====== DATA FOR THIS EXERCISE
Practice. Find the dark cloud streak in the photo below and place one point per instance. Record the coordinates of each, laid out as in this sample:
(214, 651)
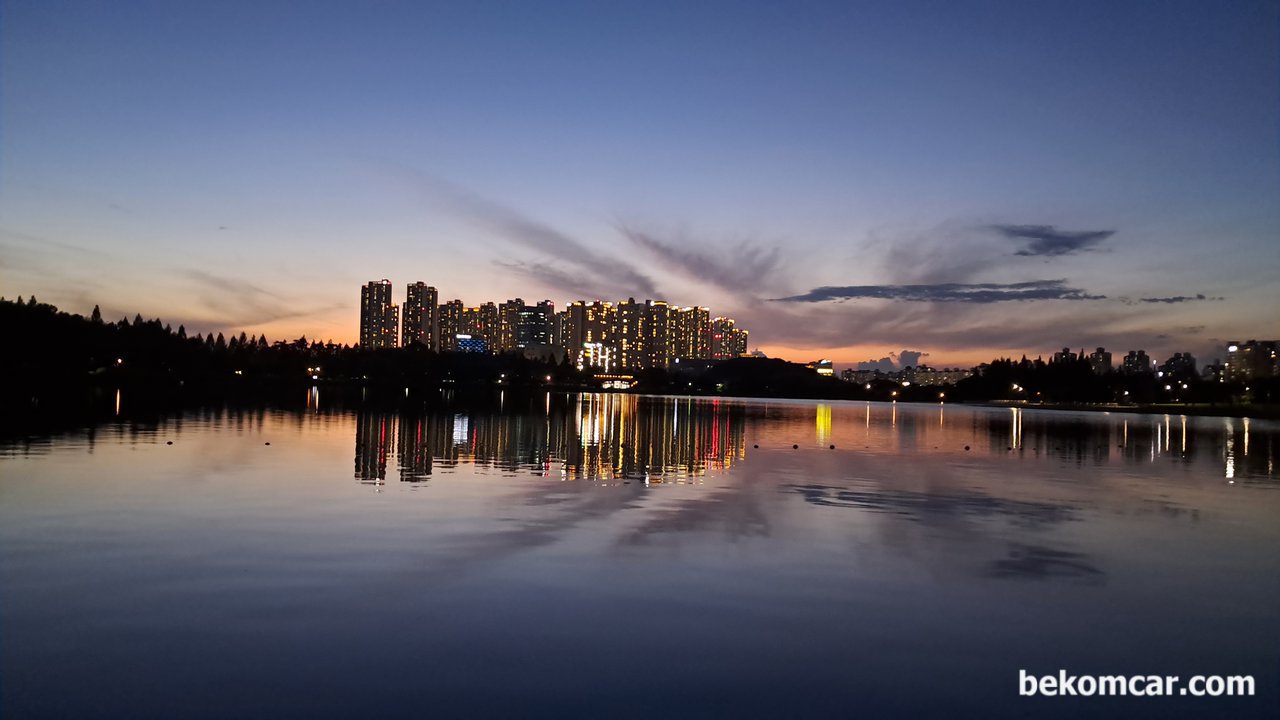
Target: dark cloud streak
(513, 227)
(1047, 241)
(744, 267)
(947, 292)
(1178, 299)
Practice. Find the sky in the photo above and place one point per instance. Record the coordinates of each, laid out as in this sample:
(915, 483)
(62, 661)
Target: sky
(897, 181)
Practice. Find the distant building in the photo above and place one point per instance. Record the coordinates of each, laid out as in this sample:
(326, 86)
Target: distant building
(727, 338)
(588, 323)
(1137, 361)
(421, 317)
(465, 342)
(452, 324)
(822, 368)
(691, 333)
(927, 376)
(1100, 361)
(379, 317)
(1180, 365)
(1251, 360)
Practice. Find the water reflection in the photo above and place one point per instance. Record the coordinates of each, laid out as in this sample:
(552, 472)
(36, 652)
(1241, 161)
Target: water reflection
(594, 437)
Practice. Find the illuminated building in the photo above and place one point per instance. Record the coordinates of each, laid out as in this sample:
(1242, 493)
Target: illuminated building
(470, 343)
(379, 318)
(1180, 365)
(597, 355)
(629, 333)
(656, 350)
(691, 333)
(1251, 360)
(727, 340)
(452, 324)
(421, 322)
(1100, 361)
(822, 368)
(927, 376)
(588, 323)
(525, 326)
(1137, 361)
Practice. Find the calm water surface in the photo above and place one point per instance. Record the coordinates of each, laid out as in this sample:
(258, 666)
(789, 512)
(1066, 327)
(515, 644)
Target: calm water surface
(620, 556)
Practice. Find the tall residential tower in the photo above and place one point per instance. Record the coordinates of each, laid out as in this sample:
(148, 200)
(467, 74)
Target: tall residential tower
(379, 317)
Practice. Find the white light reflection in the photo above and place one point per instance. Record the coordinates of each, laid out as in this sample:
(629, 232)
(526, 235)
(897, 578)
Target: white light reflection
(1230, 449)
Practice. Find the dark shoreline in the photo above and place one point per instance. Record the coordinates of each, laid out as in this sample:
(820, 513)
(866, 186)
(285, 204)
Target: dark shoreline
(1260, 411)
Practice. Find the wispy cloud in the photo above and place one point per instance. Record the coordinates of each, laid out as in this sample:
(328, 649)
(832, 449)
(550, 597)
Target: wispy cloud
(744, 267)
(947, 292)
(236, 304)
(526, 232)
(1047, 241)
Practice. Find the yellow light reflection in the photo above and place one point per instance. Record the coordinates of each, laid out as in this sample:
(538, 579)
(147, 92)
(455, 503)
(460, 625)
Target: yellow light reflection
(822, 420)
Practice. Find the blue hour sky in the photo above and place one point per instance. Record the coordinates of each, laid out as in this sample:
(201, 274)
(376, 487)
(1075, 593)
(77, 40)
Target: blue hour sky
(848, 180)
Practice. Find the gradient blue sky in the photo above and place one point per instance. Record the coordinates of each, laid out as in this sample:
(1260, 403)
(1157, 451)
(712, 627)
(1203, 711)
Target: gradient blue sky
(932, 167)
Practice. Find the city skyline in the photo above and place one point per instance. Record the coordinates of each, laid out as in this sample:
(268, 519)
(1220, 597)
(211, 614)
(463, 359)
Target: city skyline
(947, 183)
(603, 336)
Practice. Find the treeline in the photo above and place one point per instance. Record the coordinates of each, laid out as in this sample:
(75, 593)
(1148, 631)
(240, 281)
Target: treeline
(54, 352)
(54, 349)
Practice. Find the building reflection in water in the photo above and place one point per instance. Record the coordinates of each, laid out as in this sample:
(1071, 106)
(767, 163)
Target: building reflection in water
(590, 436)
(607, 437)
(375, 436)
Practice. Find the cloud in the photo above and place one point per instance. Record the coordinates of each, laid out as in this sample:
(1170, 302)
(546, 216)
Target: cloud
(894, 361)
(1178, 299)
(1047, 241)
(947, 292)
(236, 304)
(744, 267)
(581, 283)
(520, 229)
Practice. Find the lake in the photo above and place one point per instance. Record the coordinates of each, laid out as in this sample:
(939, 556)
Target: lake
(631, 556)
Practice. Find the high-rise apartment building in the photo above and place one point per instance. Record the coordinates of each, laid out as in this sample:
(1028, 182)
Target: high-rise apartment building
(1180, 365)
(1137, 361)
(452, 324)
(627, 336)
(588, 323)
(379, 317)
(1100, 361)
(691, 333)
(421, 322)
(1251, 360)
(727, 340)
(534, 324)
============
====== DATA FOR THIS EXERCISE
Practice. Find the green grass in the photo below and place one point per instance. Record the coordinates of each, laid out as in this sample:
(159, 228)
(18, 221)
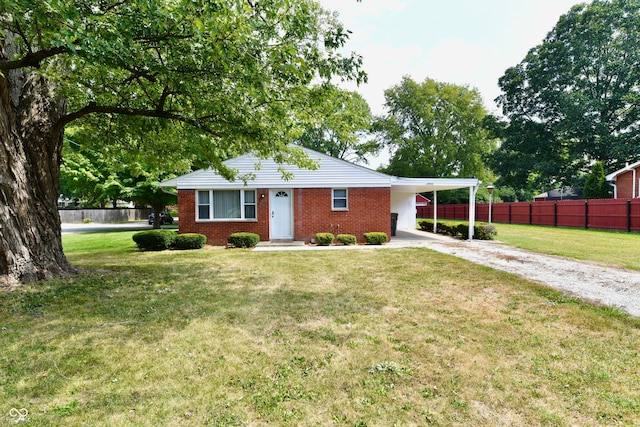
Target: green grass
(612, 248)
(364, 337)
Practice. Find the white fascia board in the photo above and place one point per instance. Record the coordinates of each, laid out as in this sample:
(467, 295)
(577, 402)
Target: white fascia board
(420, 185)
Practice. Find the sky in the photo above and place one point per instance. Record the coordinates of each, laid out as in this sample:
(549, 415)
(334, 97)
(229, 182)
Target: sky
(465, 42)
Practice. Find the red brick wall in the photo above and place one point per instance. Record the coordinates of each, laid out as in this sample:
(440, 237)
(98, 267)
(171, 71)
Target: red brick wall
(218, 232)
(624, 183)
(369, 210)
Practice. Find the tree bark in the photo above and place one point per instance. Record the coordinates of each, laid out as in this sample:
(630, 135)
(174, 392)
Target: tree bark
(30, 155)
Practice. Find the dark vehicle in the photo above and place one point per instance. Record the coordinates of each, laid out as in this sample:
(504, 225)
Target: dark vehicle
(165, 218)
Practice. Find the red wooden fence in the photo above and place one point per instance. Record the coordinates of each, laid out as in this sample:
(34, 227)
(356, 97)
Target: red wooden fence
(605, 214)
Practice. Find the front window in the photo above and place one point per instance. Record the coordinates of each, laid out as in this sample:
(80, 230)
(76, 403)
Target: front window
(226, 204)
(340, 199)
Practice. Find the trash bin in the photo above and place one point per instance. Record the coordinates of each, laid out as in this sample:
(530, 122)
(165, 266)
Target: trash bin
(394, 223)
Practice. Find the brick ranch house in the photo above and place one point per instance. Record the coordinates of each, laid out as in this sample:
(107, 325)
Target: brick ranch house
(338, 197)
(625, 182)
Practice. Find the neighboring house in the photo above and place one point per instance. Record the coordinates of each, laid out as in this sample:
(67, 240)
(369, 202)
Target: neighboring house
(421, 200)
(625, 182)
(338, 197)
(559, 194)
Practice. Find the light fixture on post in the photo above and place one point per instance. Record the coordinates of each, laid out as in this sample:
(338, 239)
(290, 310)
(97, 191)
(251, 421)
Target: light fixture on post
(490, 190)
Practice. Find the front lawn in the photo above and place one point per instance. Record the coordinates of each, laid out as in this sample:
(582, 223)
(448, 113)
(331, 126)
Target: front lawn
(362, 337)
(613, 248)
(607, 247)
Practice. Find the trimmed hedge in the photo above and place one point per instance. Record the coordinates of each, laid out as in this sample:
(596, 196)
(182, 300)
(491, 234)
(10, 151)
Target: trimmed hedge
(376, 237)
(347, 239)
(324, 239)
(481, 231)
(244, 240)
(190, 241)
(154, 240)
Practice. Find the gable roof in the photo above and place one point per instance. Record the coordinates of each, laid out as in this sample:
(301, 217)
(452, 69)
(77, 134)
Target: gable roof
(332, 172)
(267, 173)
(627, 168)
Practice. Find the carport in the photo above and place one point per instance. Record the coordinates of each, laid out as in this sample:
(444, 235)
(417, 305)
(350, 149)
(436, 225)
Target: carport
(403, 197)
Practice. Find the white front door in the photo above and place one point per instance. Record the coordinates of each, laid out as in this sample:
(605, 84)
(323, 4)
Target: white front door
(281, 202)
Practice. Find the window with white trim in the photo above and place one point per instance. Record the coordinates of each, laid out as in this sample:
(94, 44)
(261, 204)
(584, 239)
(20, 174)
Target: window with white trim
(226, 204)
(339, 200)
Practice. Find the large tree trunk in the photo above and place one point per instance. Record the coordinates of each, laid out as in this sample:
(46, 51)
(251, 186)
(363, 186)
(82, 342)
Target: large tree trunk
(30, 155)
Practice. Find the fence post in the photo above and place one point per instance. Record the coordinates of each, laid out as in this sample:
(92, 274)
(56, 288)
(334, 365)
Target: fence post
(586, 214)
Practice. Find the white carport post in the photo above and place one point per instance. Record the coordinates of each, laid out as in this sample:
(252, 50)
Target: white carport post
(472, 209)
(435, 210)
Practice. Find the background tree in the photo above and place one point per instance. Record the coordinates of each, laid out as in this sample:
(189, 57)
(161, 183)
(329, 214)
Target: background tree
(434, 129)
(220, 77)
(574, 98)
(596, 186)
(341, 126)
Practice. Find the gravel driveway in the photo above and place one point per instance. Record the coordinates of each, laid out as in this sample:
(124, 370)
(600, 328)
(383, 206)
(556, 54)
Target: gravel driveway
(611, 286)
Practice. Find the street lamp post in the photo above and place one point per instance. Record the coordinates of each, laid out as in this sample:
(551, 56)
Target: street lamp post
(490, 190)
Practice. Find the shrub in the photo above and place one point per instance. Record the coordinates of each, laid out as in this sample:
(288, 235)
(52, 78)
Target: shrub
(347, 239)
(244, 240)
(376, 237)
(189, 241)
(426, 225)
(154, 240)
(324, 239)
============
- PROBLEM:
Copy out, in full, each line above that has the word "below" in it.

- RESULT OF THIS TASK:
Practice. Find the dark cloud streak in the photo below and place one point per instance. Record the coordinates of each, laid out as in this sample:
Practice. Find the green grass in the photo below and place one point per instance. Record the coordinates of each, laid out as in this sample:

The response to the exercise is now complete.